=== Text shown ===
┌──
Inspired by the idea of Algorithms 1 and 2 (with the proximal mapping \(\textrm{Prox}_{\lambda \varphi }\) in place of the limited shrinkage thresholding operator \({{\mathbb {L}}}{{\mathbb {T}}}_{\lambda }\)), we obtain the PGA with the continuation technique (PGAC) and the PGA with the truncation technique (PGAT) for solving the problem (2) respectively.

The main computational task of PGAC and PGAT is the proximal mapping \(\textrm{Prox}_{\lambda \varphi }\) of the nonconvex penalty function \(\varphi \). For the popular nonconvex penalty functions including SCAD [9], MCP [12], and \(\ell _p\) penalty with \(p\in [0,1]\) [13], the penalty is separable and the one-dimensional proximal mapping (37) has a closed-form formula. Therefore the corresponding algorithms can be efficiently implemented in a parallel and analytical manner and extremely efficient for large-scale sparse optimization problems.
└──
=== Data segment ===
┌──
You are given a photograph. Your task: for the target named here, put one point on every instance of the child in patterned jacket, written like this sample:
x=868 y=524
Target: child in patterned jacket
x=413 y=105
└──
=== What you will do ===
Reproduce the entire passage above on PGAC and PGAT word for word, keeping every formula and citation number.

=== Result of this task ===
Inspired by the idea of Algorithms 1 and 2 (with the proximal mapping \(\textrm{Prox}_{\lambda \varphi }\) in place of the limited shrinkage thresholding operator \({{\mathbb {L}}}{{\mathbb {T}}}_{\lambda }\)), we obtain the PGA with the continuation technique (PGAC) and the PGA with the truncation technique (PGAT) for solving the problem (2) respectively.

The main computational task of PGAC and PGAT is the proximal mapping \(\textrm{Prox}_{\lambda \varphi }\) of the nonconvex penalty function \(\varphi \). For the popular nonconvex penalty functions including SCAD [9], MCP [12], and \(\ell _p\) penalty with \(p\in [0,1]\) [13], the penalty is separable and the one-dimensional proximal mapping (37) has a closed-form formula. Therefore the corresponding algorithms can be efficiently implemented in a parallel and analytical manner and extremely efficient for large-scale sparse optimization problems.